YOUR INSTRUCTIONS: Leaving out the images, reproduce every line of the data that follows exactly.

*** EXERCISE MATERIALS

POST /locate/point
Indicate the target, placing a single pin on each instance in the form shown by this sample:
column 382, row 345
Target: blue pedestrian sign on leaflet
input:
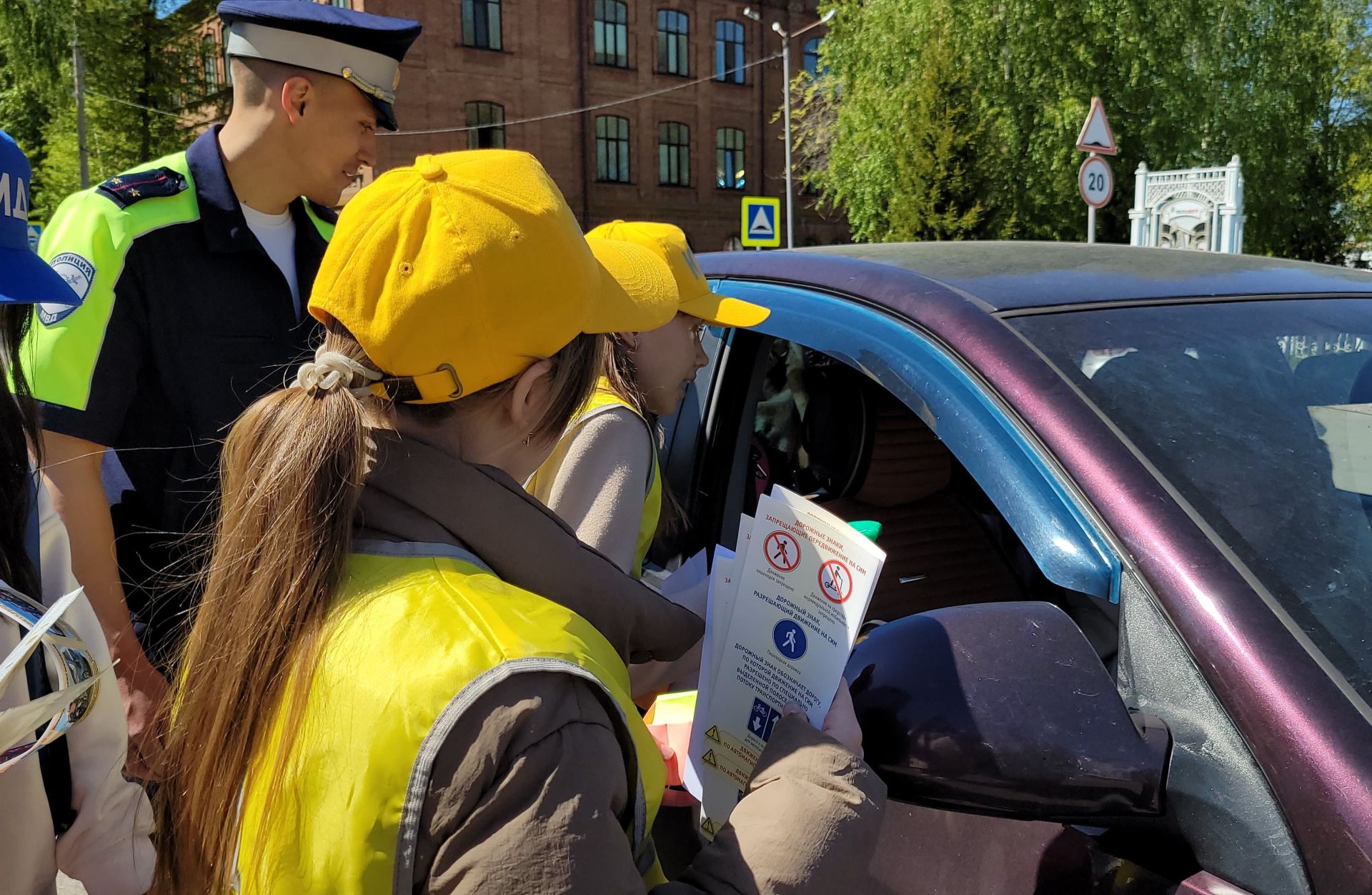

******

EXPECTED OUTPUT:
POST /locate/point
Indicate the target, placing a single pin on each instance in the form shown by this sample:
column 382, row 345
Target: blue pedestrian sign on leaflet
input:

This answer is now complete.